(WRITTEN TASK):
Please report every line in the records below that contains the word "detecting", copying each such line in full. Count a line only if the letter case matches.

>> start MATERIAL PROVIDED

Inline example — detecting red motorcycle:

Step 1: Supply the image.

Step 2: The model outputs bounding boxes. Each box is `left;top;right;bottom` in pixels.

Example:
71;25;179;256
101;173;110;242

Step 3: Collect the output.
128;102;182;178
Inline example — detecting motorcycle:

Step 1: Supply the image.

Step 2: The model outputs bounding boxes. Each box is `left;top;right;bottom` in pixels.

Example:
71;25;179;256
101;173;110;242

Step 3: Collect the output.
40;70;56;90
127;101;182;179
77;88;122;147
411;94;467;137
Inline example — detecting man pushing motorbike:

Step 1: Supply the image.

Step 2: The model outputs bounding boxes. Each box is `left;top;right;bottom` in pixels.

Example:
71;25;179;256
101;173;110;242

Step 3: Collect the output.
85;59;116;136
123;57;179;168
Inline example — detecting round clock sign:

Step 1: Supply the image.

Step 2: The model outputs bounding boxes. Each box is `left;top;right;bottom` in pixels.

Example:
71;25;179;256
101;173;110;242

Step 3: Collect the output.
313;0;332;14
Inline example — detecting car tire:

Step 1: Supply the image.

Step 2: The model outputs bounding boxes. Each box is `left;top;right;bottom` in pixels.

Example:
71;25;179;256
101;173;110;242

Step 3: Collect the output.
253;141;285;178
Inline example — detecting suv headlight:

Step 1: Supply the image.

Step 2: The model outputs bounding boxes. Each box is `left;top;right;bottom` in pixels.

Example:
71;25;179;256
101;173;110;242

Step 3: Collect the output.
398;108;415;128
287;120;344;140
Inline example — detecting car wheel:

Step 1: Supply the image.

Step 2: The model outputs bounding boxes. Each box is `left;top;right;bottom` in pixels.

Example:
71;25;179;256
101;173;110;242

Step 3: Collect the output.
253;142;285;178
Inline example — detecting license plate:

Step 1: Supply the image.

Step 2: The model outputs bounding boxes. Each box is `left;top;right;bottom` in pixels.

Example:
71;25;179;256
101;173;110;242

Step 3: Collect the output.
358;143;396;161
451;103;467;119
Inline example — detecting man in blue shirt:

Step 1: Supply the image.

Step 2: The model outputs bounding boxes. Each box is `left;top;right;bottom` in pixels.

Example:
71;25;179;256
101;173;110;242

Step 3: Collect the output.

>> end MATERIAL PROVIDED

(WRITTEN ANSWER):
Inline example — detecting red motorcycle:
Inline example — detecting motorcycle:
Inline example — detecting man pushing motorbike:
Inline example — detecting round clock sign:
Inline example — detecting car tire:
Inline example — detecting suv headlight:
Inline example — detecting car wheel:
Inline example — detecting license plate:
Inline example — detecting man in blue shirt:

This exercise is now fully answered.